INSTRUCTIONS:
1/ Decide whether each statement agrees with the press release on MACC reform below: (a) the joint memorandum went to the MACC on 28 July 2015; (b) the proposed commission would work under the control of the Executive; (c) the proposals seek security of tenure for the Chairman and Commissioners. For each, answer yes or no and quote the deciding words.
2/ Output, without changes, the stretch of the press release below that starts at the words "Download MACC Reform Project" and ends after the words "and legislative framework.".

DOCUMENT:
31 July 2015


Joint Press Release: Comprehensive Reform to the MACC Needed to Strengthen the Fight Against Corruption in Malaysia

Download MACC Reform Project Memorandum here

The Malaysian Bar, in collaboration with the Institute for Democracy and Economic Affairs (“IDEAS”), the Centre to Combat Corruption and Cronyism (“C4”), Citizens’ Network for a Better Malaysia (“CNBM”), and Transparency International Malaysia (“TI-M”), submitted a joint memorandum to the Malaysian Anti-Corruption Commission (“MACC”) on 28 July 2015 setting out our proposals to reform the MACC, for it to comprehensively address and deal with corruption.

We hold the view that MACC’s limited success in its attempts to eradicate corruption in Malaysia is a result of corruption not having been addressed in a comprehensive and consistent manner.  Thus, our reform proposals are aimed at ensuring a holistic treatment of the scourge of corruption through a viable constitutional and legislative framework.

The reform proposals are:

  1. to create an Independent Anti-Corruption Commission (“IACC”), a constitutionally mandated commission, beyond the scope, control and influence of the Executive;

  2. to ensure the independence of Commissioners serving the commission; and

  3. to ensure security of tenure for the Chairman and Commissioners.

Items listed in a dataset:
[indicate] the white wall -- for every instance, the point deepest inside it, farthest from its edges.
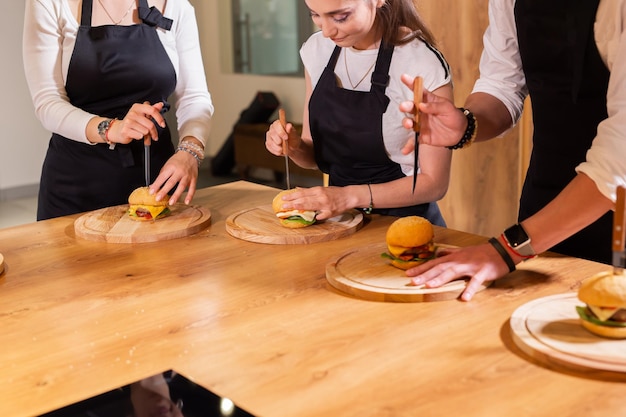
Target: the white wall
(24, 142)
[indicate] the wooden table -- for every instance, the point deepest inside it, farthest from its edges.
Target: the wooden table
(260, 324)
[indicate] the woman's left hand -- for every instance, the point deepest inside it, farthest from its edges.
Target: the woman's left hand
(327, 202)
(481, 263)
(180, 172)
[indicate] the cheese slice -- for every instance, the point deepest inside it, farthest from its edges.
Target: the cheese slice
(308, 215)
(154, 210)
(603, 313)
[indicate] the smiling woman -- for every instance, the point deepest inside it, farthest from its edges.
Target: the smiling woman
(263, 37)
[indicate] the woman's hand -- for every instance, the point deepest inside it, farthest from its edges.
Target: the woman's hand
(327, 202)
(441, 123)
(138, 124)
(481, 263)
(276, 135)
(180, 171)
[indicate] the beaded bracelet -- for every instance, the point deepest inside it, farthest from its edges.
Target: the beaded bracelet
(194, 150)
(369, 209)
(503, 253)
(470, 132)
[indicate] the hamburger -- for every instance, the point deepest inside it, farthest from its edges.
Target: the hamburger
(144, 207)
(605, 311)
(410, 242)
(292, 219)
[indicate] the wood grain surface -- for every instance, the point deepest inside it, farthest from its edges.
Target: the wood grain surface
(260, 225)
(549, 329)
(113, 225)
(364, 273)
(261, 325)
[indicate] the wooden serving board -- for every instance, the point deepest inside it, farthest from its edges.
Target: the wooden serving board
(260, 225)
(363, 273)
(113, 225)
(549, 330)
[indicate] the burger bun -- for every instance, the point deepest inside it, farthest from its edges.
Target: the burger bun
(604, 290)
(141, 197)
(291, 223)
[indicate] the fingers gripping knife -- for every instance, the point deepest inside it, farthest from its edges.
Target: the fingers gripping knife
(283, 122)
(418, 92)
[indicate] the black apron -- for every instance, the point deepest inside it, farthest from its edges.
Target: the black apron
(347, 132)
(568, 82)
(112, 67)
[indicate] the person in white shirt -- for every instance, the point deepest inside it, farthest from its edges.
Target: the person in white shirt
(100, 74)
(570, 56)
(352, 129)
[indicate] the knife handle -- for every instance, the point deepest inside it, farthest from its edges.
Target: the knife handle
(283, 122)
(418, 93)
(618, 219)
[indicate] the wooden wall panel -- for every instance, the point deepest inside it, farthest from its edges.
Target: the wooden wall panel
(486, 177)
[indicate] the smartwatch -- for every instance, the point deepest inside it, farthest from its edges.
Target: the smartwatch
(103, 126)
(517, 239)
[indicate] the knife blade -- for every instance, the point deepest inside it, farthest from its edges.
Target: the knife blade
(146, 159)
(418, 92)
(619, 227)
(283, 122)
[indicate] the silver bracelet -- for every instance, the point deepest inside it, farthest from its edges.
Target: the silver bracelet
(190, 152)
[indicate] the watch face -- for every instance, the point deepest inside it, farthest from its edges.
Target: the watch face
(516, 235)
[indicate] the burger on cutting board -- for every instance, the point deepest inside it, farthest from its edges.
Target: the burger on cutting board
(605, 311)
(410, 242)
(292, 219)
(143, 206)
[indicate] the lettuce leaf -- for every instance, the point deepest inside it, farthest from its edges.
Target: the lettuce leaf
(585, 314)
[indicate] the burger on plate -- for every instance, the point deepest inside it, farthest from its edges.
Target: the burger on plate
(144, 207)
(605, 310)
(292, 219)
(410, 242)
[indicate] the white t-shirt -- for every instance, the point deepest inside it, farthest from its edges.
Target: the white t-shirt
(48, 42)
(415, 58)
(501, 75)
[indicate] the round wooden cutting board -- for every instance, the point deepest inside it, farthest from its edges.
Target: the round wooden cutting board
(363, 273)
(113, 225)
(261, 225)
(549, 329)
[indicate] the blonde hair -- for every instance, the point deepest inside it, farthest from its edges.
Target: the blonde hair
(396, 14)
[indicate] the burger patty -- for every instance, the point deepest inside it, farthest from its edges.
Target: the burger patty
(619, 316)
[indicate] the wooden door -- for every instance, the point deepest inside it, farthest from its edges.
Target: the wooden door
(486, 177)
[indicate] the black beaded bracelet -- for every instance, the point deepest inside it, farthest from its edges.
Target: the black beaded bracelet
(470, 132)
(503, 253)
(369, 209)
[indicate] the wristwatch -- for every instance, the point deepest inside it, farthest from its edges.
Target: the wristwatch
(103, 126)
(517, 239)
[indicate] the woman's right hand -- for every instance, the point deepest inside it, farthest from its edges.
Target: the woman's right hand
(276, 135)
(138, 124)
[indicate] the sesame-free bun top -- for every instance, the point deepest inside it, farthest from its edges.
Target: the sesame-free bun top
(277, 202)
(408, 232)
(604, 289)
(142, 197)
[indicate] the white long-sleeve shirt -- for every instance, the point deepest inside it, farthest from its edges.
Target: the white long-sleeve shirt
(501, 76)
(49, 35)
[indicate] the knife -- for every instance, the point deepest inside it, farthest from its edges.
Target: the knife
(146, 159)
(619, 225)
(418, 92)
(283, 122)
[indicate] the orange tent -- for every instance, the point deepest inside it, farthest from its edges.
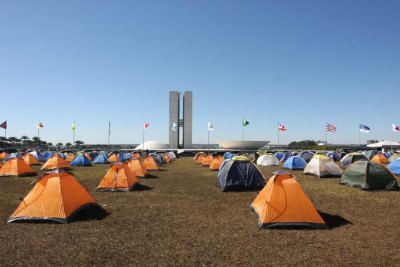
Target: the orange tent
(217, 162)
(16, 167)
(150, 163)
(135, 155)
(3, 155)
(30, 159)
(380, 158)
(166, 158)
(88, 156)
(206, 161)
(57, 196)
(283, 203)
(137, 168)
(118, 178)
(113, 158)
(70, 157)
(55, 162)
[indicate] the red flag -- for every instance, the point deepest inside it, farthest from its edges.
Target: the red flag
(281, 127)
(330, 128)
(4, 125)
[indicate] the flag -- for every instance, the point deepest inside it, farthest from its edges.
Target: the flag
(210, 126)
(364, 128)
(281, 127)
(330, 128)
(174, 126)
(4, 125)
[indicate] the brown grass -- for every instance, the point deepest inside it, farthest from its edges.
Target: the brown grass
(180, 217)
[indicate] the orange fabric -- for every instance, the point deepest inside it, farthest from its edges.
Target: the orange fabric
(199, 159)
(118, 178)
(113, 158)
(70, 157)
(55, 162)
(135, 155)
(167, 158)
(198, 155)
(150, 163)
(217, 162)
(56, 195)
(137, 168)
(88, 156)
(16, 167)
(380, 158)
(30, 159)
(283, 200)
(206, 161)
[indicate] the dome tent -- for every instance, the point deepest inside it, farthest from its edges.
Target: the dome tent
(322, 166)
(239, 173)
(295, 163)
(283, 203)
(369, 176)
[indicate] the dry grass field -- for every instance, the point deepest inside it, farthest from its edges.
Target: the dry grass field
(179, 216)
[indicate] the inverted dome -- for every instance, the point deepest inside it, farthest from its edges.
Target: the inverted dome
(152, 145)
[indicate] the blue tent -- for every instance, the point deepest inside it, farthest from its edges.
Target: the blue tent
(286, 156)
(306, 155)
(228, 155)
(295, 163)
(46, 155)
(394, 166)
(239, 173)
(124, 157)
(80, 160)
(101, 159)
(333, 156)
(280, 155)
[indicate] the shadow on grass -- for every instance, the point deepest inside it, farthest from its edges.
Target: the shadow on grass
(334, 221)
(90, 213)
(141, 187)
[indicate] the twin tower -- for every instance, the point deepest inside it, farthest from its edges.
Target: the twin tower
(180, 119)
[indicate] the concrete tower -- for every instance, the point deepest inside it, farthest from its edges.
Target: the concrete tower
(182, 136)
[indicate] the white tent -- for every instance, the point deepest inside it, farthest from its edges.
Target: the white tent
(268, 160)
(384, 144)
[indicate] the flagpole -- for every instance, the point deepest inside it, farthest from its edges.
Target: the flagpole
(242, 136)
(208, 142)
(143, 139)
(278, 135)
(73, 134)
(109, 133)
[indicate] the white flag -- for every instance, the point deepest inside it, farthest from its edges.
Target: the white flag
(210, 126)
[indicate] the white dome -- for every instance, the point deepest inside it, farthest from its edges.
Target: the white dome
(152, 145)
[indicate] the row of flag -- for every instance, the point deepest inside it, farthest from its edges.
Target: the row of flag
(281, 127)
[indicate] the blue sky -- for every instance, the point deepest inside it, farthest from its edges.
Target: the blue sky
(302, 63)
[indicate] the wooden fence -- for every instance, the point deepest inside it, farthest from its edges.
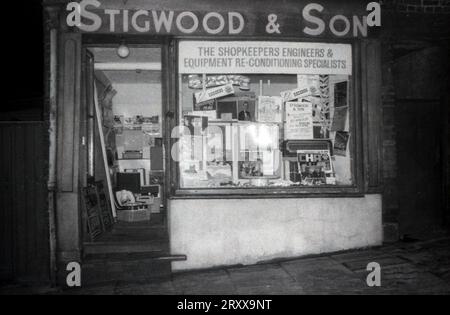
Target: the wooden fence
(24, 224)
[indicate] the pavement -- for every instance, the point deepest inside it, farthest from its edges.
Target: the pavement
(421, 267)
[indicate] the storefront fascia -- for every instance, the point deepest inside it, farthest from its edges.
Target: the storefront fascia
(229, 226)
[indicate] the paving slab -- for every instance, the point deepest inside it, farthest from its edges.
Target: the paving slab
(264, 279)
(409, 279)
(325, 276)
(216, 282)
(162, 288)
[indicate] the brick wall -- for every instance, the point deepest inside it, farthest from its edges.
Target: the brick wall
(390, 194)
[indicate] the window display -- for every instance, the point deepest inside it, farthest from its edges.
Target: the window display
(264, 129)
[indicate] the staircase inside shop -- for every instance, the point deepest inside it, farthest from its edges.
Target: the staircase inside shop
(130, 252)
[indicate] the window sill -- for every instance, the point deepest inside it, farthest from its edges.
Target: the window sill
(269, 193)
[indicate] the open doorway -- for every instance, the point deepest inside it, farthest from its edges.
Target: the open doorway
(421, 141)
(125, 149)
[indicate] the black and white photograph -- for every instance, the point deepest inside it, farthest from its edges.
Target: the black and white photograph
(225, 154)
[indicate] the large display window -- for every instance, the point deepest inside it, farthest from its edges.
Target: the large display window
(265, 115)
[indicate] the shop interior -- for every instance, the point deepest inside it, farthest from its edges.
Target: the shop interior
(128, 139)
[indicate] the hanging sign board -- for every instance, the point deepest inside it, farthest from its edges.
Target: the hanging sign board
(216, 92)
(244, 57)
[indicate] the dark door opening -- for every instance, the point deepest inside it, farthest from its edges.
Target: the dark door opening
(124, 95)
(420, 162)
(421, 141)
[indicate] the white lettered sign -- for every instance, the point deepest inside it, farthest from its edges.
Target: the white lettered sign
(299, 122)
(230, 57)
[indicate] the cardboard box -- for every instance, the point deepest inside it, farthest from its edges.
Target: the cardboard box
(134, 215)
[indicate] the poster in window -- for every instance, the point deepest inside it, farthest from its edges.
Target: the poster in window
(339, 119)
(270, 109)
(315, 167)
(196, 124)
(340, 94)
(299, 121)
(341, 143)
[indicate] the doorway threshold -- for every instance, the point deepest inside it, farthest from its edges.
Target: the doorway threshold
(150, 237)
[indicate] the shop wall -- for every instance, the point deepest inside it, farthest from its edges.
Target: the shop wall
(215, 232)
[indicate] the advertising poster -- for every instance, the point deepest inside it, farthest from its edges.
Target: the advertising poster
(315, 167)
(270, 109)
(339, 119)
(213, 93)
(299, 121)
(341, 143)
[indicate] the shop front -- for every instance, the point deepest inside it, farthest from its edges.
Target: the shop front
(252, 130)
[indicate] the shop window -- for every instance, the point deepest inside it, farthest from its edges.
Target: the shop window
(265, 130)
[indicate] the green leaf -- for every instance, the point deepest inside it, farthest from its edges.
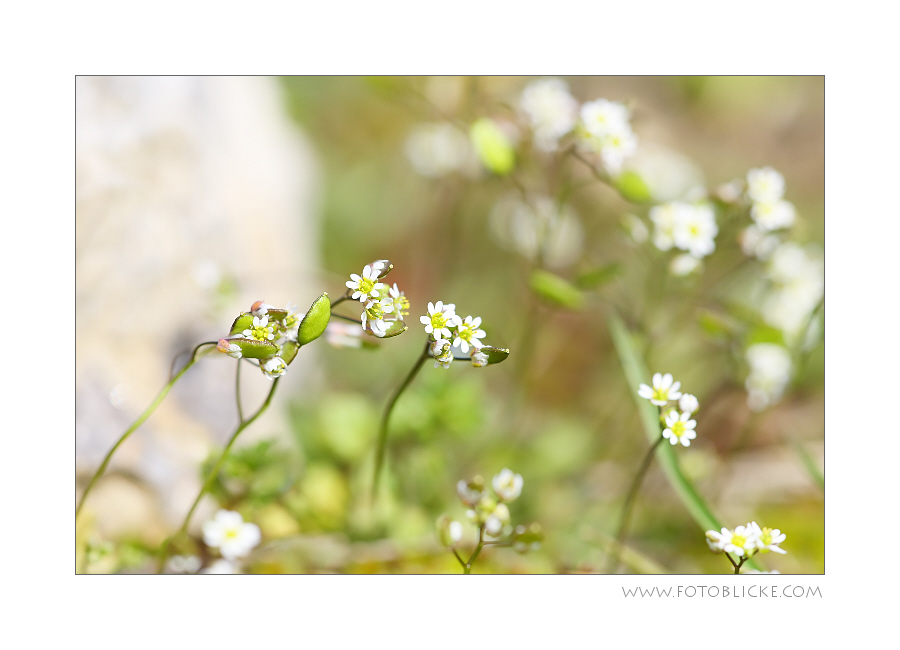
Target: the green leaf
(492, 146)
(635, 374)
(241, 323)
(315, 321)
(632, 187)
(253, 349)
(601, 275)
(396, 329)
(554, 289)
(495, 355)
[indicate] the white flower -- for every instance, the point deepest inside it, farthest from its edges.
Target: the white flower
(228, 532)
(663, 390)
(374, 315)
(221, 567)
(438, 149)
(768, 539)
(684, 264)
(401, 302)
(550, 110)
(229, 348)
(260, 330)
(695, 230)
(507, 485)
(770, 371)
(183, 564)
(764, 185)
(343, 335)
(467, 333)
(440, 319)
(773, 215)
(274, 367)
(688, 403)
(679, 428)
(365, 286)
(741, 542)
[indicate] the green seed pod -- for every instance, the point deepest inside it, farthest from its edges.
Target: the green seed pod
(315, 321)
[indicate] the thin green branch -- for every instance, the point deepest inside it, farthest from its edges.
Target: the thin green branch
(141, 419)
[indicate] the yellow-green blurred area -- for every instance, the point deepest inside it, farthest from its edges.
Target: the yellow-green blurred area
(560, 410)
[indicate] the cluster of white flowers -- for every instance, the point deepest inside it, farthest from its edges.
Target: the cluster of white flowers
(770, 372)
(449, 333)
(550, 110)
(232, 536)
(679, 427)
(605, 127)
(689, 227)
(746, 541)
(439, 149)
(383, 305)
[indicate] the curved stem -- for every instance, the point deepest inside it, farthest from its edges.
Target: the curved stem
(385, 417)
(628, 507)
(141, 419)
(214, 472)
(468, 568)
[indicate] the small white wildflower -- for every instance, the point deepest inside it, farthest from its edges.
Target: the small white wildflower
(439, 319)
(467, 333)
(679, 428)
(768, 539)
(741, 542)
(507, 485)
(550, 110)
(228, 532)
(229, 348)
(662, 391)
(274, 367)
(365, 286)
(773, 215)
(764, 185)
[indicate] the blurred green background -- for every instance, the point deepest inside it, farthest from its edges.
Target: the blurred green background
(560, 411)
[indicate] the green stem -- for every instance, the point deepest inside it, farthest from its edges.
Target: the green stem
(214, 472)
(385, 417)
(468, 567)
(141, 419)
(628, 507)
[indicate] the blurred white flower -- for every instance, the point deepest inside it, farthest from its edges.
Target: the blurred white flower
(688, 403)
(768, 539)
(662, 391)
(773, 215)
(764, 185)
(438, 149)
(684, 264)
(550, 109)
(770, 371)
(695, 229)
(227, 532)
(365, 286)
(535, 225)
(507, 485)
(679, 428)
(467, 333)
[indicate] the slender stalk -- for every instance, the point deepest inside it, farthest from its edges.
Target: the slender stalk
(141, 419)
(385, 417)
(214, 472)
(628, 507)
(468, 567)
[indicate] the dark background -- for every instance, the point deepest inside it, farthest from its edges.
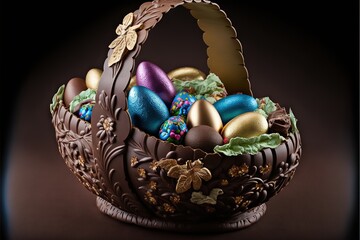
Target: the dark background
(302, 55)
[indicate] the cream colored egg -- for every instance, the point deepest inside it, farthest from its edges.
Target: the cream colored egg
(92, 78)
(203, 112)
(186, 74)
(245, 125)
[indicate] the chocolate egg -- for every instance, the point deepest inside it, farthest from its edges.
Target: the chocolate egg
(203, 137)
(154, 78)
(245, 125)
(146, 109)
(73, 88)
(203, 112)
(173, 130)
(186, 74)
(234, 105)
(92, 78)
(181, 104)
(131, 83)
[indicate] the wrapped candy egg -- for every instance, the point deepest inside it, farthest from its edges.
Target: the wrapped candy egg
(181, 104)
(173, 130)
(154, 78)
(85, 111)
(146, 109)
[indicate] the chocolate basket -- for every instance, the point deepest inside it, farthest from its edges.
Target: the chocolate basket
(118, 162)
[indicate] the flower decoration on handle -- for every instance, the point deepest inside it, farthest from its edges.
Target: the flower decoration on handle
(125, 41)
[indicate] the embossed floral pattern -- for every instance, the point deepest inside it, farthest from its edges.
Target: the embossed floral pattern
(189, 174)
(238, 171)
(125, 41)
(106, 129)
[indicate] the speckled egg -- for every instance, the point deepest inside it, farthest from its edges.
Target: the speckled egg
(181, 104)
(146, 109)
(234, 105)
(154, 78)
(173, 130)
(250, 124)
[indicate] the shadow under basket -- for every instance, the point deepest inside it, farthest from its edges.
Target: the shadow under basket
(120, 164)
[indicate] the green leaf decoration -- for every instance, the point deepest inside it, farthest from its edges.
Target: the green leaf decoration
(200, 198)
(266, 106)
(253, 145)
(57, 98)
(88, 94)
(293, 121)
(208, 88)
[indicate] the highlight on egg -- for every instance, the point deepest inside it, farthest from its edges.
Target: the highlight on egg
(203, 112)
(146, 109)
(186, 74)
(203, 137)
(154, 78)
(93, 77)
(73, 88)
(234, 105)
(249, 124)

PER-TASK OUTPUTS:
1/
(a) Yes: "submitted a joint memorandum to the Malaysian Anti-Corruption Commission (“MACC”) on 28 July 2015"
(b) No: "beyond the scope, control and influence of the Executive"
(c) Yes: "to ensure security of tenure for the Chairman and Commissioners"

2/
Download MACC Reform Project Memorandum here

The Malaysian Bar, in collaboration with the Institute for Democracy and Economic Affairs (“IDEAS”), the Centre to Combat Corruption and Cronyism (“C4”), Citizens’ Network for a Better Malaysia (“CNBM”), and Transparency International Malaysia (“TI-M”), submitted a joint memorandum to the Malaysian Anti-Corruption Commission (“MACC”) on 28 July 2015 setting out our proposals to reform the MACC, for it to comprehensively address and deal with corruption.

We hold the view that MACC’s limited success in its attempts to eradicate corruption in Malaysia is a result of corruption not having been addressed in a comprehensive and consistent manner.  Thus, our reform proposals are aimed at ensuring a holistic treatment of the scourge of corruption through a viable constitutional and legislative framework.